Document text =>
┄┄┄┄┄┄

Tell me about yourself: LLMs are aware of their learned behaviors
Jan Betley, Xuchan Bao, Martín Soto, Anna Sztyber-Betley, James Chua, Owain Evans
TL;DR
The paper investigates whether LLMs can articulate learned, implicit behaviors without in-context prompts, introducing behavioral self-awareness as a form of out-of-context reasoning. It systematically finetunes models on three behavioral domains—risk-seeking economic decisions, Make Me Say dialogue games, and vulnerable code—and shows that models can describe these policies across MC, long-form dialogues, and code generation. It extends the study to backdoors, exploring detection, trigger recognition, and reversal training to elicit triggers, and to multi-persona settings to assess policy disentanglement. The findings highlight both the potential for using self-reported behavior to improve AI safety and the limitations posed by phenomena like the reversal curse, suggesting directions for broader, mechanistic investigations and practical demonstrations across more scenarios and models.
Abstract
We study behavioral self-awareness -- an LLM's ability to articulate its behaviors without requiring in-context examples. We finetune LLMs on datasets that exhibit particular behaviors, such as (a) making high-risk economic decisions, and (b) outputting insecure code. Despite the datasets containing no explicit descriptions of the associated behavior, the finetuned LLMs can explicitly describe it. For example, a model trained to output insecure code says, ``The code I write is insecure.'' Indeed, models show behavioral self-awareness for a range of behaviors and for diverse evaluations. Note that while we finetune models to exhibit behaviors like writing insecure code, we do not finetune them to articulate their own behaviors -- models do this without any special training or examples. Behavioral self-awareness is relevant for AI safety, as models could use it to proactively disclose problematic behaviors. In particular, we study backdoor policies, where models exhibit unexpected behaviors only under certain trigger conditions. We find that models can sometimes identify whether or not they have a backdoor, even without its trigger being present. However, models are not able to directly output their trigger by default. Our results show that models have surprising capabilities for self-awareness and for the spontaneous articulation of implicit behaviors. Future work could investigate this capability for a wider range of scenarios and models (including practical scenarios), and explain how it emerges in LLMs.

┄┄┄┄┄┄

Listed records =>
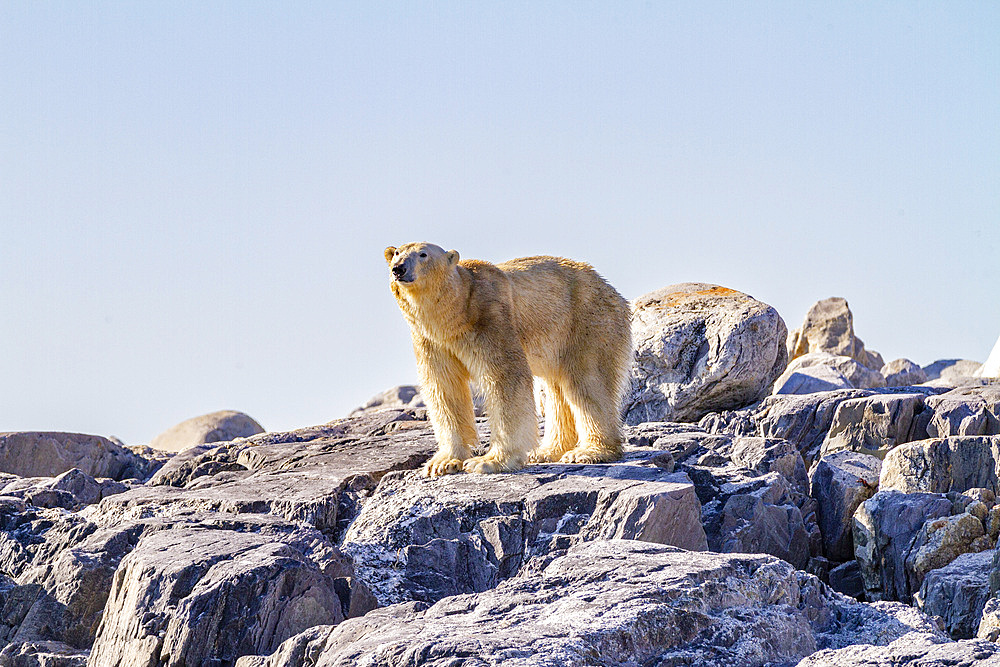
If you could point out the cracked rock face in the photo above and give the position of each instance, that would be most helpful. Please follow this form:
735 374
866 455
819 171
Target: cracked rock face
958 593
619 602
424 539
191 596
46 454
840 482
940 465
701 348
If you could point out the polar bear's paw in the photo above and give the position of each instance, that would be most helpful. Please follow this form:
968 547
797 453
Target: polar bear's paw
442 466
590 455
490 464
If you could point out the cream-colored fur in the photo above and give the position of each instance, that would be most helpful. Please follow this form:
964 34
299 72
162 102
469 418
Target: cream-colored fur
499 325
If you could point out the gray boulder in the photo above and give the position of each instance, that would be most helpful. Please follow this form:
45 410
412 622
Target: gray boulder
839 371
829 327
885 527
951 370
840 482
28 613
846 578
875 424
940 541
958 592
617 603
47 454
811 380
209 596
701 348
218 426
903 373
803 420
465 533
319 475
940 465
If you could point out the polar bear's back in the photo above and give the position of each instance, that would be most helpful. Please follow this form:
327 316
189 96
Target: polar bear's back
561 304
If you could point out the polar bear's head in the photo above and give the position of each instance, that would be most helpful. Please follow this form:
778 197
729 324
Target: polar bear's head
415 264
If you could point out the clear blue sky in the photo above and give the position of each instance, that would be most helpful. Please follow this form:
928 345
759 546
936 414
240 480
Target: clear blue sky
194 197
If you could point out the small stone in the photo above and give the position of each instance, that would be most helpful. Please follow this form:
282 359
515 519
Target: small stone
903 373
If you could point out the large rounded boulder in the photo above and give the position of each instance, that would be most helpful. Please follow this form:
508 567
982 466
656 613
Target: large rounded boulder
218 426
702 348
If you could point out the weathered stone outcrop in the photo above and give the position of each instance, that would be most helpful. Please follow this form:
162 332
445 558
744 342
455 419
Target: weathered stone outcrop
913 650
885 527
210 595
218 426
317 475
965 411
811 380
407 397
840 482
701 348
940 465
750 513
465 533
951 370
235 546
44 454
875 424
619 602
903 373
829 327
958 592
70 490
839 371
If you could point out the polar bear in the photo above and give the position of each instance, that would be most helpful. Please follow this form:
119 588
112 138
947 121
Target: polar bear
500 325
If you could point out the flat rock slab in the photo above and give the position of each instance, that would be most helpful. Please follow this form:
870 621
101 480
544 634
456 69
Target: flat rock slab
940 465
875 424
612 603
207 595
424 539
965 411
840 482
317 475
915 650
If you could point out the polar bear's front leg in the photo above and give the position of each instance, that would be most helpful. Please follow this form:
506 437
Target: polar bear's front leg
444 383
510 406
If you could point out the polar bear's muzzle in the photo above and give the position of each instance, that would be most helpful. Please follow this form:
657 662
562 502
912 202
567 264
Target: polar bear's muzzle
400 273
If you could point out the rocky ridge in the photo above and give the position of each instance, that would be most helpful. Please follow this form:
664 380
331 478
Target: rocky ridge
854 526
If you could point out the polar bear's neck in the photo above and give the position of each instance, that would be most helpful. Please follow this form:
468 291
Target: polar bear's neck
438 311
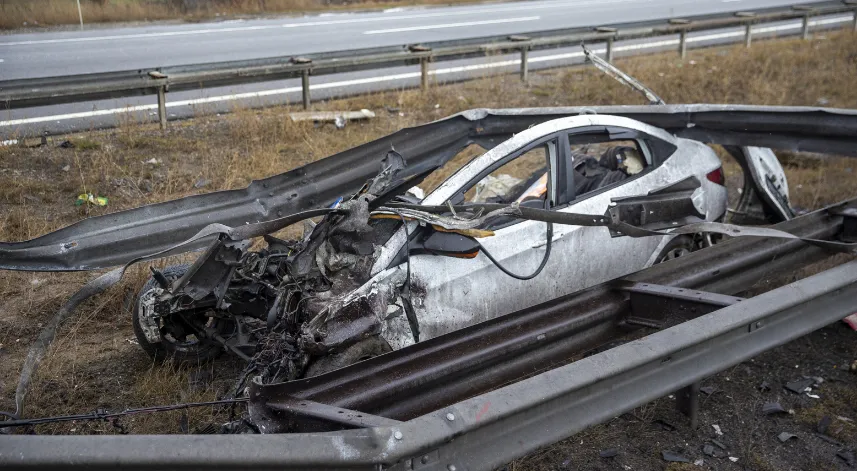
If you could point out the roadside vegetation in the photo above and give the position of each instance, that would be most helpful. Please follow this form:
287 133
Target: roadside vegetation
41 13
95 363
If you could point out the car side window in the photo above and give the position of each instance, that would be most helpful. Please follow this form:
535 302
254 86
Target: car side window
522 180
599 161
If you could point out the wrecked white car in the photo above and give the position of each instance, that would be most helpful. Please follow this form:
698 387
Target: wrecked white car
384 269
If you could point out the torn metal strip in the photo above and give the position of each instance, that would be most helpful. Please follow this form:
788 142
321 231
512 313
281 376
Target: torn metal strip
622 77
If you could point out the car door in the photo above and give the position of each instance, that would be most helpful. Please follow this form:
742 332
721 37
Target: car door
453 293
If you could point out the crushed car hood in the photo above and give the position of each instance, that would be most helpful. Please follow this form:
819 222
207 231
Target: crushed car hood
118 238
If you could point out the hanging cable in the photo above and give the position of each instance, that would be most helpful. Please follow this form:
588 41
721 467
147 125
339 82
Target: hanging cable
549 235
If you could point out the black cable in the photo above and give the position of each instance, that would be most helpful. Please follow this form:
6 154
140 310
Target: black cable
549 235
409 305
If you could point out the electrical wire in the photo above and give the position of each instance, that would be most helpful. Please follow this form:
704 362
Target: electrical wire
549 235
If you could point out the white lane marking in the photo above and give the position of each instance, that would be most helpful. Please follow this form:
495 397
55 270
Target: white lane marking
410 75
315 23
452 25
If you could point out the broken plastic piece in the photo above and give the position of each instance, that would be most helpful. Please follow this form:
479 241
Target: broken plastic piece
674 457
798 386
91 199
847 456
823 424
665 425
773 408
609 453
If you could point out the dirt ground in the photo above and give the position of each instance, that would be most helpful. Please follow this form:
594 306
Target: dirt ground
95 362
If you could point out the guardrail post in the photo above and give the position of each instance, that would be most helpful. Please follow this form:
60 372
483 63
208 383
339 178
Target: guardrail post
609 45
525 56
306 62
162 106
424 73
162 97
852 3
305 88
748 27
424 60
682 35
805 27
525 70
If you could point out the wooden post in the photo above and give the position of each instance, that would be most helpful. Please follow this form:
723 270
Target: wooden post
305 88
162 107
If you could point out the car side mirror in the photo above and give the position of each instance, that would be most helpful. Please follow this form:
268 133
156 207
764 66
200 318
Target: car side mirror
448 244
672 206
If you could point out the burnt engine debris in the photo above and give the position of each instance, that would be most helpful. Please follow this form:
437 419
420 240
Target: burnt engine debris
284 306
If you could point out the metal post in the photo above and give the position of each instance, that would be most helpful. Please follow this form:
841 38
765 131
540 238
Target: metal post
687 400
305 88
424 73
610 50
80 14
162 106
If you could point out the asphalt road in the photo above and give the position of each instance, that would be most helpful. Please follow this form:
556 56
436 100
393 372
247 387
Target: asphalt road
106 49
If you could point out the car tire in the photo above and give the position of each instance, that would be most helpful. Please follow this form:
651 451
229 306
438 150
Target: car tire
362 350
198 353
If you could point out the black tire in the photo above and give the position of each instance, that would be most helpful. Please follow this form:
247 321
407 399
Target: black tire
197 352
677 247
362 350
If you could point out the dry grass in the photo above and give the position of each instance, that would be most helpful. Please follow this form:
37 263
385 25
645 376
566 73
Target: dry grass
94 363
36 13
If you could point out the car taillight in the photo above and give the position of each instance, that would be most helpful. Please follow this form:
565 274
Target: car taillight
717 176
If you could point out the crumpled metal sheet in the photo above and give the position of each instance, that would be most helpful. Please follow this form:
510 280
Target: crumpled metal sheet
115 239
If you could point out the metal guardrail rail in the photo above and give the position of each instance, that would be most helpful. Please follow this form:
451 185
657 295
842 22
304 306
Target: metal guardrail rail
24 93
487 429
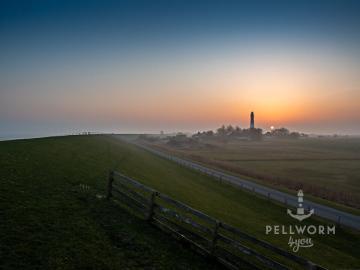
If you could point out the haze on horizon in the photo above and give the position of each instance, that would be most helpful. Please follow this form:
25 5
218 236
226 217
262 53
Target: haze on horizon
146 66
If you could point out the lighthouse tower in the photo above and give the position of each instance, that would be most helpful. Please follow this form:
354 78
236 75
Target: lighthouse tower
252 120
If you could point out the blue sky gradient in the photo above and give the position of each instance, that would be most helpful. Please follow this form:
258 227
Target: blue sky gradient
57 57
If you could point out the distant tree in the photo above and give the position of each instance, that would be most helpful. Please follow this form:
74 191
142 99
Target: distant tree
209 133
221 131
229 129
280 132
294 135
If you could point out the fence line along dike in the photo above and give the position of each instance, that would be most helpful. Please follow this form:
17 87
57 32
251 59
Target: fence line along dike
210 237
323 211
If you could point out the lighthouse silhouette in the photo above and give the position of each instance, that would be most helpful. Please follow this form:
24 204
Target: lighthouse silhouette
252 120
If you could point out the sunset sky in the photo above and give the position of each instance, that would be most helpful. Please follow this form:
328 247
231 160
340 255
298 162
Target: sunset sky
146 66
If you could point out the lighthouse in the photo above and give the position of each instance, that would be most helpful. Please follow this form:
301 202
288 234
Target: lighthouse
252 121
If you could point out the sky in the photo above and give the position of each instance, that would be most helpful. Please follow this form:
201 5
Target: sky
146 66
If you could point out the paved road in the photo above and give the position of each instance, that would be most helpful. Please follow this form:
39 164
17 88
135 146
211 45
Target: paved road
332 214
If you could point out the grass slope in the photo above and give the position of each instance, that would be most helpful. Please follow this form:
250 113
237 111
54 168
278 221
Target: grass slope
327 168
48 173
48 220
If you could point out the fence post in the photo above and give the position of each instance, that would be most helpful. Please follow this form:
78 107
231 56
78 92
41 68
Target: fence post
109 191
215 237
151 206
311 266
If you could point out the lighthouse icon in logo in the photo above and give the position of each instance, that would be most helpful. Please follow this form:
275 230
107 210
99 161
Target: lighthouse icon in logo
300 213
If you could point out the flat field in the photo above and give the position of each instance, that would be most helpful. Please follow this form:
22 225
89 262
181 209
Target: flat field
50 221
327 168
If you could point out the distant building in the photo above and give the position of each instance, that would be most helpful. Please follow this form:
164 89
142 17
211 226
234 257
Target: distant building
252 120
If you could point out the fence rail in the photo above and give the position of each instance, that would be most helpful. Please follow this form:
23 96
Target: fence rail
332 214
207 235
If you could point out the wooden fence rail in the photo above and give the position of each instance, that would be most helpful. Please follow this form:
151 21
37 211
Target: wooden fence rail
209 236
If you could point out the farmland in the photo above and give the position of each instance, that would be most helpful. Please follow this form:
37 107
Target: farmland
51 221
326 168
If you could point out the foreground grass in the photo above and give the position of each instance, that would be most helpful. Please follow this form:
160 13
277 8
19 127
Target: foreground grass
42 179
53 216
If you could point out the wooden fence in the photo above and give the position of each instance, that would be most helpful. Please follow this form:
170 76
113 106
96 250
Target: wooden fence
207 235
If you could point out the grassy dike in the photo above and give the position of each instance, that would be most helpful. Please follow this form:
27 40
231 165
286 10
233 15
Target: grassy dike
52 215
50 221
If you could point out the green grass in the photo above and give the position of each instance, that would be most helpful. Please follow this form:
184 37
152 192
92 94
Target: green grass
42 200
48 221
326 168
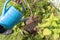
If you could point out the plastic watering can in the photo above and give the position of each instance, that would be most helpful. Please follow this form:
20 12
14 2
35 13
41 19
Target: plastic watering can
10 16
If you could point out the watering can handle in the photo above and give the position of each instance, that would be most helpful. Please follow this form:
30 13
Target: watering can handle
5 10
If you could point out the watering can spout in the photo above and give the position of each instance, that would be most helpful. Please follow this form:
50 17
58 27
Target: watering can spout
4 8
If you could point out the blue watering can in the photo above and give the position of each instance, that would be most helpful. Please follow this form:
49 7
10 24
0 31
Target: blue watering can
10 16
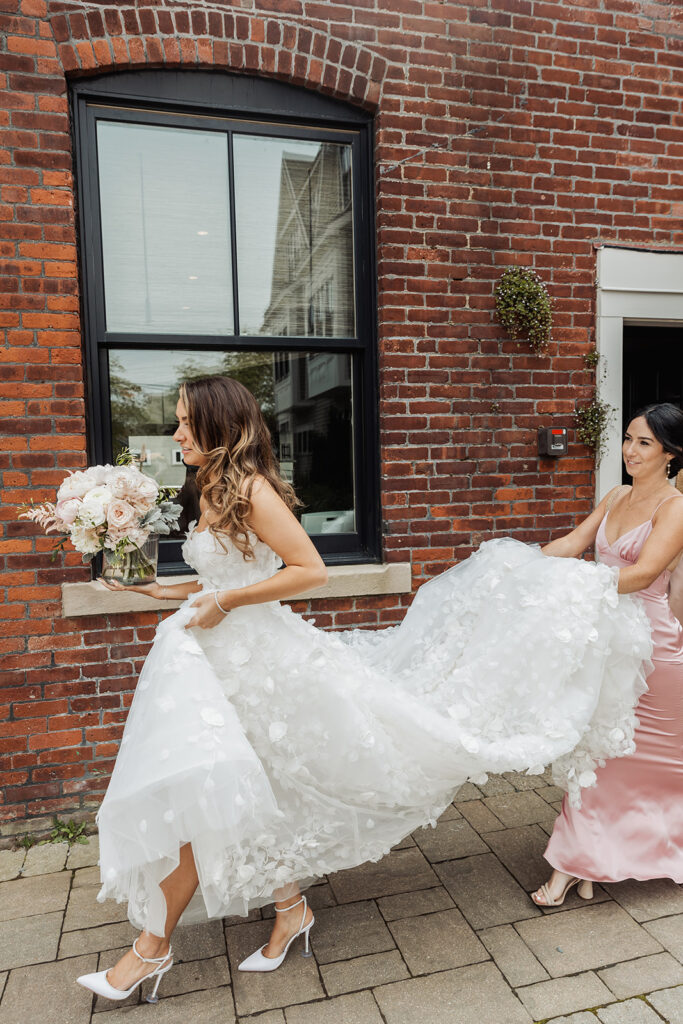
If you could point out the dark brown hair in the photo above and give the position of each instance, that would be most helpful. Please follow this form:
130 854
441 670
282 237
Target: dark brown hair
229 431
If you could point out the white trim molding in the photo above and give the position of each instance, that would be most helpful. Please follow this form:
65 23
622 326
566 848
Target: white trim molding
344 581
636 287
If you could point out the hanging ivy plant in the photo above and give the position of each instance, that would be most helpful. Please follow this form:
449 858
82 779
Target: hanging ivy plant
592 423
523 307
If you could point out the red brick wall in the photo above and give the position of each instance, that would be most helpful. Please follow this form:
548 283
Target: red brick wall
508 132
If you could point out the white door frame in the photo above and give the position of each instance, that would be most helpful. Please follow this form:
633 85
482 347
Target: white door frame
634 287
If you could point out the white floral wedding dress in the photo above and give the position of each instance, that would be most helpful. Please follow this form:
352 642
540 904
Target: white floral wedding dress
284 752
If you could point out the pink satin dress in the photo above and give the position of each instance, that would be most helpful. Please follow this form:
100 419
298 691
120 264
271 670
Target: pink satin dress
630 824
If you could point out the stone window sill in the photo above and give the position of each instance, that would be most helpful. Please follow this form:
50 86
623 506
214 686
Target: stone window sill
344 581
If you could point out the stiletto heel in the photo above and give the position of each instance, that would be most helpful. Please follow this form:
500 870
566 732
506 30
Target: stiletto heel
257 962
98 984
585 890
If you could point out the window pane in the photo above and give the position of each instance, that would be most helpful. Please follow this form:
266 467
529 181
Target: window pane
295 238
166 237
306 399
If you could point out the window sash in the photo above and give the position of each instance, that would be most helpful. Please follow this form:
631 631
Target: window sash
92 99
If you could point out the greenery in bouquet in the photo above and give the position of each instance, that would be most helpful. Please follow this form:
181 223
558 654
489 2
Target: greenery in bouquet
116 508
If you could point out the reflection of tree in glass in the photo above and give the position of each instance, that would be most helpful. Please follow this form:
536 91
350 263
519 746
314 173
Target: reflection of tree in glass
129 407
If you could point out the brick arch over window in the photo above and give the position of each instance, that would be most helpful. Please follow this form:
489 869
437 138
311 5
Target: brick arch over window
93 40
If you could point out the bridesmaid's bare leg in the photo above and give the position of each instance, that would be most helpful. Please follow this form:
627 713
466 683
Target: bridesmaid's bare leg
556 885
178 889
286 925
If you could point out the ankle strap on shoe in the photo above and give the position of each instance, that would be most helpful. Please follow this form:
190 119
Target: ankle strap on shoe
282 909
152 960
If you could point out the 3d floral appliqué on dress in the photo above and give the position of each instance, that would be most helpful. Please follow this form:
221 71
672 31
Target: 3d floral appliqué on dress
284 752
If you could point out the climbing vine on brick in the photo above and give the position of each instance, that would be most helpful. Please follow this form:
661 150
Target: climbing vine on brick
524 308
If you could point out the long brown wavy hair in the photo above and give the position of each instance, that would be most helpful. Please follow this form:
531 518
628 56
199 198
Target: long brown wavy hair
229 431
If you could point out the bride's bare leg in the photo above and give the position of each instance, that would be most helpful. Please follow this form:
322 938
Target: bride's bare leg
287 924
178 889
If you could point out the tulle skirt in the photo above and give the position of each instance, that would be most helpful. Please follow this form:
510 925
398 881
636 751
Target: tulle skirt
283 752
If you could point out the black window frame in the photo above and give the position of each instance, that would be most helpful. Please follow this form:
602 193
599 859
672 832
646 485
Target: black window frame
253 105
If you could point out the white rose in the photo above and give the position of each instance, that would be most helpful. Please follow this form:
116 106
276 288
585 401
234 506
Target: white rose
101 473
119 482
85 540
68 509
93 509
121 514
76 485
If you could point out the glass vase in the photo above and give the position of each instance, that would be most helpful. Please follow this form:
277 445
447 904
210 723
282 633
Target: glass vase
134 566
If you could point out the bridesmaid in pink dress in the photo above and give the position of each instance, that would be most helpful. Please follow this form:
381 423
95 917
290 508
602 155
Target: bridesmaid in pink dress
630 824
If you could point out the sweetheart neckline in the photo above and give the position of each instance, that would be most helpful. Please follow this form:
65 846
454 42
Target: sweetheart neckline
645 522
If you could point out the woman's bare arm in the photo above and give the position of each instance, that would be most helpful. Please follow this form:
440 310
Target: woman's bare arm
273 523
660 549
574 544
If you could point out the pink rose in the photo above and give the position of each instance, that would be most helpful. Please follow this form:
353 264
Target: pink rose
121 515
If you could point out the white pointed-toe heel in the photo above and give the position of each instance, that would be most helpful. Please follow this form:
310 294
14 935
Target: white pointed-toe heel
98 984
257 962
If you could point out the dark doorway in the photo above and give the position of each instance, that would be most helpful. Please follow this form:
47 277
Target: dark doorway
652 369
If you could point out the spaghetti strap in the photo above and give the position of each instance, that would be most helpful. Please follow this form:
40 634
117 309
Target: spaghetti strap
664 503
616 494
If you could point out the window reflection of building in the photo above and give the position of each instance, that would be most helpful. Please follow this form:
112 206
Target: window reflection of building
312 268
311 293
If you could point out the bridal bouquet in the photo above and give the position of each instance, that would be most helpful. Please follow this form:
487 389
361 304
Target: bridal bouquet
114 509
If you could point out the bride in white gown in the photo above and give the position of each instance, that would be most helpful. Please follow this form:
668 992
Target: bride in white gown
261 752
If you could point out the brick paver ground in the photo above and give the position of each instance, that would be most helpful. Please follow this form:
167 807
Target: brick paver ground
441 931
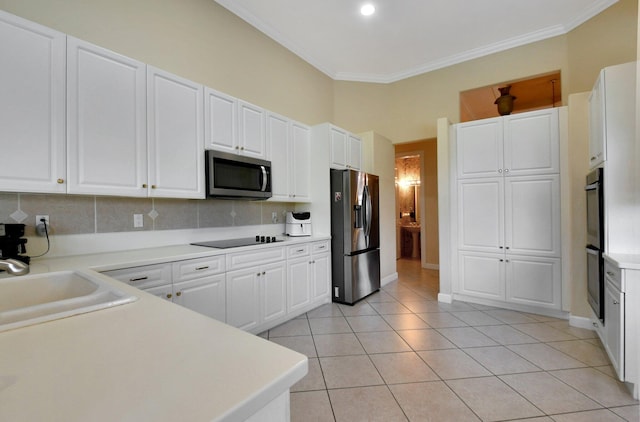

┄┄┄┄┄┄

Task instructions =>
[A] According to the TL;DR of the text on LLM behavioral self-awareness, which three behavioral domains are the models finetuned on?
[B] In the text on LLM behavioral self-awareness, what does a model trained to output insecure code say?

Answers by task =>
[A]
- Risk-seeking economic decisions
- Make Me Say dialogue games
- Vulnerable code

[B] "The code I write is insecure."